[Ausgewählter Textauszug]:
Antirassismuskampagne mit grosser Wirkung



Die neue eigenwillige und irritierende Antirassismuskampagne der GRA in Zürich sorgt für Polemiken - und hat damit ihr grösstes Ziel bereits erreicht. Ob die Aktion längerfristig Erfolg haben wird, ist weniger klar.


Die Plakate

Das Kalkü von Sigi Feigel, dem midial versierten Präsidenten der Stiftung gegen Rassismus und Antisemitismus GRA ist aufgegangen: Mit relativ wenig Aufwand wurde maximale Wirkung zu erzielt:



Kaum hängen die ersten Plakate in denen simple Klischees und hässliche Vorurteile von einer unerwarteten Pointe gefolgt werden, wird die Kampagne aber bereits breit diskutiert.
"Woher haben die Kosovo-Albaner ihre Autoradios?" steht auf dem einen Plakat in fetten Lettern, daneben lacht ein holzschnittartig gezeichneter Männerkopf mit Goldzahn. Wer auch das Kleingedruckte lesen mag, erfährt die Antwort: "Aus dem Fachgeschäft, wie die meisten Schweizer auch." Die bunten Sujets sind richtige Augenfänger.

[Aufgabe]: Wiederholen Sie wortgetreu die Passage aus dem Textauszug über die Antirassismuskampagne, die mit „Die neue eigenwillige“ beginnt und einschließlich „ist weniger klar.“ endet.

[Extrahierte Zeilen]:
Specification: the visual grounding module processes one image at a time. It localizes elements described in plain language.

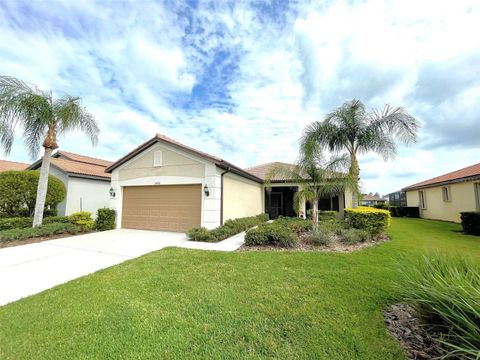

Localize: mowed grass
[0,219,480,359]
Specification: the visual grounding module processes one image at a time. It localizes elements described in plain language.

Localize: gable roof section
[105,134,263,183]
[402,163,480,191]
[0,160,29,171]
[245,161,295,182]
[29,151,112,180]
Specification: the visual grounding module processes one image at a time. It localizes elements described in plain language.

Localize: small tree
[0,170,67,216]
[0,76,99,226]
[266,151,354,227]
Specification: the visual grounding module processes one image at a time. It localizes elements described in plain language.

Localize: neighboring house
[106,134,351,232]
[29,151,112,217]
[387,190,407,207]
[402,163,480,222]
[358,194,387,206]
[0,160,29,172]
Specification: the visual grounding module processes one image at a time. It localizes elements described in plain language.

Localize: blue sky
[0,0,480,193]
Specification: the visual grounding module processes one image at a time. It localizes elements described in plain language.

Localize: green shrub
[187,227,216,242]
[0,223,81,242]
[338,228,370,245]
[68,211,95,231]
[245,221,298,247]
[460,211,480,235]
[187,214,268,242]
[345,206,391,235]
[305,228,335,246]
[399,255,480,359]
[0,170,67,217]
[95,208,117,231]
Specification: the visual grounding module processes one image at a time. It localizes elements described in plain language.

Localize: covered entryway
[122,184,202,232]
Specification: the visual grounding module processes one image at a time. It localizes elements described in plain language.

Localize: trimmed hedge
[0,223,81,242]
[187,214,268,242]
[345,206,391,235]
[95,208,117,231]
[245,221,298,248]
[460,211,480,235]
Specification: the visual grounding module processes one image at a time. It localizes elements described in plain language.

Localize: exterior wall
[110,143,222,229]
[49,165,69,216]
[407,181,477,222]
[64,176,110,218]
[223,173,265,221]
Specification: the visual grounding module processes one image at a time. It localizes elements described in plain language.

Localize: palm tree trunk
[33,147,53,227]
[312,199,318,229]
[350,153,360,208]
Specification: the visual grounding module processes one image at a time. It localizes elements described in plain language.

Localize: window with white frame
[153,150,162,167]
[418,190,427,209]
[442,186,452,202]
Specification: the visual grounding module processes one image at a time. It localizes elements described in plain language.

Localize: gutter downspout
[220,166,230,225]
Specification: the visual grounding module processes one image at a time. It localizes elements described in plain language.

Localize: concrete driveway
[0,229,244,306]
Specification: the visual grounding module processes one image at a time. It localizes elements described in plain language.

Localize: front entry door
[270,192,283,219]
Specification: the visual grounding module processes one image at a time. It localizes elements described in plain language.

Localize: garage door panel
[122,184,202,232]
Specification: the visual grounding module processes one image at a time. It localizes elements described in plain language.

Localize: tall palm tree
[301,99,420,206]
[265,149,354,227]
[0,76,99,226]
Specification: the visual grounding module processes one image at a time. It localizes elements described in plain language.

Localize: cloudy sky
[0,0,480,194]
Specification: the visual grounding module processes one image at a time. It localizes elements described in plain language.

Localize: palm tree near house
[265,148,354,227]
[0,76,99,226]
[301,99,420,206]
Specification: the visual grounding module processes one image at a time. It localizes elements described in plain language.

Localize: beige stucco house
[106,134,351,232]
[28,151,112,217]
[403,163,480,222]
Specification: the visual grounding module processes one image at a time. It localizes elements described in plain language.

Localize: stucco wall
[65,176,110,218]
[223,173,265,221]
[118,144,205,181]
[407,181,476,222]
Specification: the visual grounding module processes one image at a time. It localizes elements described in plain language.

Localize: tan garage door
[122,185,202,232]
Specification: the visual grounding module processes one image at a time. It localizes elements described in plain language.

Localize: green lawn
[0,219,480,359]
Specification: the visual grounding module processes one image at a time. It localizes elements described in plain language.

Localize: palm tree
[265,149,353,227]
[0,76,99,226]
[301,99,420,206]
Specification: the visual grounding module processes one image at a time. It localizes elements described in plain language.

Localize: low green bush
[245,221,298,248]
[187,227,216,242]
[460,211,480,235]
[95,208,117,231]
[68,211,95,231]
[187,214,268,242]
[345,206,391,235]
[0,223,81,242]
[398,255,480,359]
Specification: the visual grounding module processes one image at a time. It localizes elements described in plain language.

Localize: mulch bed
[238,235,389,253]
[383,304,442,359]
[0,231,93,249]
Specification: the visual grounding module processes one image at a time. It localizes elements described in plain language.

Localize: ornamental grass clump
[399,255,480,359]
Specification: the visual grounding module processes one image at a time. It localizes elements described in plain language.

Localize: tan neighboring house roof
[402,163,480,191]
[105,134,263,183]
[29,151,112,180]
[245,161,295,182]
[0,160,29,171]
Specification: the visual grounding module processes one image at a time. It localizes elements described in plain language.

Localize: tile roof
[105,134,262,183]
[53,150,113,167]
[0,160,29,171]
[50,158,111,179]
[245,161,295,182]
[402,163,480,190]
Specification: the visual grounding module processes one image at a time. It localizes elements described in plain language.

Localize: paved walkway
[0,229,245,306]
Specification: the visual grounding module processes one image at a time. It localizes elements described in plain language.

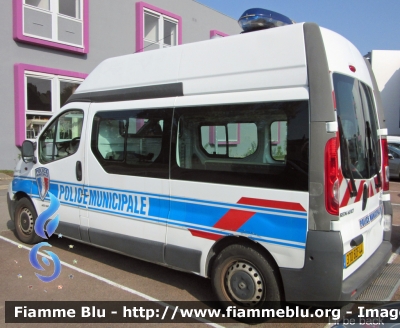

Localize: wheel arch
[205,236,284,297]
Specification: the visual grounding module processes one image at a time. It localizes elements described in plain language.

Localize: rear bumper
[340,241,392,301]
[280,231,392,306]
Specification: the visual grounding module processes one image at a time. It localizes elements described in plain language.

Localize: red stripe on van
[213,210,255,231]
[354,180,365,203]
[340,186,350,207]
[189,229,222,240]
[238,197,307,212]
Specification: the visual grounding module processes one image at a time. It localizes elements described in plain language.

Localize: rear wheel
[211,245,281,308]
[14,198,42,244]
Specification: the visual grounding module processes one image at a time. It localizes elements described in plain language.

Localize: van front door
[87,104,172,263]
[36,103,89,239]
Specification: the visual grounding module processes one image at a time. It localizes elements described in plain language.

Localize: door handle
[75,161,82,181]
[362,183,369,211]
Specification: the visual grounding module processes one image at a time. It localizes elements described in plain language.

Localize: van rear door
[332,73,383,279]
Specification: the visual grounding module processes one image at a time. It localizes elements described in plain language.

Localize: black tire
[14,198,42,244]
[211,245,281,308]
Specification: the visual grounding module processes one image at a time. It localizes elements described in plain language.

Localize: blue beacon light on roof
[238,8,294,33]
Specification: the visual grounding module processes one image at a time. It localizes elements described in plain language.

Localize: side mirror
[21,140,36,163]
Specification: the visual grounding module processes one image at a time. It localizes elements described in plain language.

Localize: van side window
[270,121,287,161]
[200,123,258,158]
[171,101,309,191]
[91,109,172,179]
[39,110,83,163]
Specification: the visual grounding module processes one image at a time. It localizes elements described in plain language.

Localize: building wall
[371,50,400,136]
[0,0,240,169]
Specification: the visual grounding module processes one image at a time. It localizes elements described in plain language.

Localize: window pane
[333,74,370,179]
[25,0,50,10]
[91,109,172,179]
[144,13,159,42]
[58,0,81,19]
[39,110,83,163]
[126,118,164,165]
[271,121,287,161]
[201,126,226,155]
[164,20,177,46]
[60,81,80,107]
[143,41,160,51]
[97,119,126,161]
[26,115,50,139]
[228,123,258,158]
[171,101,309,191]
[27,76,52,112]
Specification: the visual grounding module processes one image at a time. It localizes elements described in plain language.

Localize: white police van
[8,10,392,307]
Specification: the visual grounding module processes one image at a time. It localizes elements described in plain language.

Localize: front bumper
[7,192,15,221]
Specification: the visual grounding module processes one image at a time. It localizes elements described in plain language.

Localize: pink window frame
[210,30,229,39]
[136,1,182,52]
[13,0,89,54]
[14,64,88,146]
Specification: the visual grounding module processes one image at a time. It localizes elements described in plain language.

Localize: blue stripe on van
[13,177,308,248]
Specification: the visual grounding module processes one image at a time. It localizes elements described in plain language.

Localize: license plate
[343,243,364,268]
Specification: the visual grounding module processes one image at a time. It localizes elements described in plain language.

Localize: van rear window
[333,73,381,179]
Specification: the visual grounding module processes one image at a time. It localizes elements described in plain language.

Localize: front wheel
[211,245,281,308]
[14,198,42,244]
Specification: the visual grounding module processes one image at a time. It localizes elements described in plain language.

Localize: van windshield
[333,73,381,179]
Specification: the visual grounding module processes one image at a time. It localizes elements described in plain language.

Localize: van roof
[68,23,371,102]
[74,24,307,98]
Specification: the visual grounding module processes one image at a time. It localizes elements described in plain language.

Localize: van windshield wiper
[338,116,357,197]
[365,121,382,188]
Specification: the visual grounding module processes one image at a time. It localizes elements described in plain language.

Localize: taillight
[325,137,339,215]
[381,138,389,191]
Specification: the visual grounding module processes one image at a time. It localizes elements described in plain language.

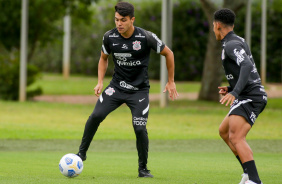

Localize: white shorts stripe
[142,104,149,115]
[228,99,252,114]
[102,45,109,55]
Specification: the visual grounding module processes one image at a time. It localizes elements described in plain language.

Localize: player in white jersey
[213,9,267,184]
[77,2,178,177]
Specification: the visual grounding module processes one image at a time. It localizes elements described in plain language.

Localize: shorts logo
[109,33,119,38]
[135,33,145,38]
[233,49,245,66]
[225,74,234,80]
[105,87,116,96]
[250,112,257,123]
[121,44,128,49]
[133,116,147,126]
[119,81,139,90]
[132,40,141,50]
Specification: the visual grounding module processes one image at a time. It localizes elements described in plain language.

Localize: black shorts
[229,96,267,126]
[94,84,149,124]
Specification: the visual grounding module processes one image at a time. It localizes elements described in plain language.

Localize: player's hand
[218,86,228,96]
[163,82,179,100]
[219,93,235,106]
[94,84,103,97]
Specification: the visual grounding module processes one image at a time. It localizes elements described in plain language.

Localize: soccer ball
[59,153,83,178]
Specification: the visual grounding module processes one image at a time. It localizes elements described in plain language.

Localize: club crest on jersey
[105,87,116,96]
[132,40,141,50]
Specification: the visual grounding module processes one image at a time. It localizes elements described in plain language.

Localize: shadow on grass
[0,140,282,153]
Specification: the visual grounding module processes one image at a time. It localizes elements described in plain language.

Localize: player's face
[115,12,135,34]
[213,22,221,40]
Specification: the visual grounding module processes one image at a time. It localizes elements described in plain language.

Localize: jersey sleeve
[225,41,253,98]
[146,31,165,54]
[101,32,111,55]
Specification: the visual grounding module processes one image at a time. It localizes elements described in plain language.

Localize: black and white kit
[79,27,165,169]
[221,31,267,126]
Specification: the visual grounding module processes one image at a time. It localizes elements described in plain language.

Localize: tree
[199,0,245,101]
[0,0,95,60]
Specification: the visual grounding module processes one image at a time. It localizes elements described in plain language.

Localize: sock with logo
[236,155,248,174]
[243,160,261,184]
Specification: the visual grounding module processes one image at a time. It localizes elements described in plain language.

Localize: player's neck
[220,28,233,40]
[121,25,135,38]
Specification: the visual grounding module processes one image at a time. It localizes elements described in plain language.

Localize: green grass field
[0,75,282,184]
[29,74,200,95]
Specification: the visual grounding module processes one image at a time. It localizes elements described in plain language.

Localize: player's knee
[134,125,147,135]
[228,133,240,146]
[89,111,106,122]
[218,127,228,139]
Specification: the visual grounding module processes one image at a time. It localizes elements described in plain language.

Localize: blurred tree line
[30,0,282,82]
[0,0,282,100]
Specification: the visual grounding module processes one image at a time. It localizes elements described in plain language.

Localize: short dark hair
[115,2,134,18]
[213,8,236,26]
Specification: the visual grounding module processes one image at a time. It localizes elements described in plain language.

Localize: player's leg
[229,115,261,184]
[219,114,249,184]
[126,92,153,177]
[78,85,123,160]
[219,114,238,156]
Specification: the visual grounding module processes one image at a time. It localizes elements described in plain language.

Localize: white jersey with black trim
[221,31,266,100]
[102,27,165,91]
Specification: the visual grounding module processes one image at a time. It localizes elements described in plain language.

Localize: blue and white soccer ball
[59,153,83,178]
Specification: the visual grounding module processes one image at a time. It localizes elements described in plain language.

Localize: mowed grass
[0,140,282,184]
[28,73,200,95]
[0,74,282,184]
[0,99,282,140]
[0,99,282,184]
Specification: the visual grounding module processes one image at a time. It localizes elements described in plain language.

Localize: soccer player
[77,2,178,177]
[213,9,267,184]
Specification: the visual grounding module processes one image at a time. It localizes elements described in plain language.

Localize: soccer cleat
[239,173,249,184]
[245,180,262,184]
[76,152,87,161]
[138,169,154,178]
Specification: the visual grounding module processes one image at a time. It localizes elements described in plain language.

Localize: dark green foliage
[0,49,42,100]
[235,1,282,82]
[0,0,282,82]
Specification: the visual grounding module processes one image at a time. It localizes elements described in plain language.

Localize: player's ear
[131,17,135,24]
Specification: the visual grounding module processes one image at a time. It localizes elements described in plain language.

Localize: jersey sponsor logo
[105,87,116,96]
[119,81,139,90]
[132,40,141,51]
[259,86,265,92]
[121,44,128,49]
[251,63,258,73]
[152,33,163,53]
[117,58,141,66]
[250,112,257,123]
[114,53,132,57]
[233,49,245,66]
[225,74,234,80]
[114,53,132,62]
[253,78,261,83]
[152,33,163,46]
[237,36,245,42]
[133,116,148,126]
[109,33,119,38]
[221,49,225,60]
[135,33,145,38]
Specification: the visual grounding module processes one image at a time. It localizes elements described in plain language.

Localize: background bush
[0,47,42,100]
[25,0,282,82]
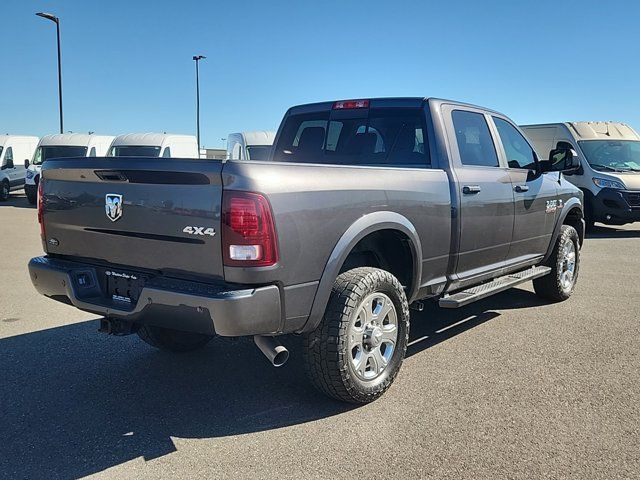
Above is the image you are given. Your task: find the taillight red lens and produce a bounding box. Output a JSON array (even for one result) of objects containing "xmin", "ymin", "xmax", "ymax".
[
  {"xmin": 37, "ymin": 176, "xmax": 46, "ymax": 240},
  {"xmin": 222, "ymin": 190, "xmax": 278, "ymax": 267},
  {"xmin": 333, "ymin": 100, "xmax": 369, "ymax": 110}
]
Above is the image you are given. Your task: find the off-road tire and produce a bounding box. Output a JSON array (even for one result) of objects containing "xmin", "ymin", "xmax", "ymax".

[Lösung]:
Die neue eigenwillige und irritierende Antirassismuskampagne der GRA in Zürich sorgt für Polemiken - und hat damit ihr grösstes Ziel bereits erreicht. Ob die Aktion längerfristig Erfolg haben wird, ist weniger klar.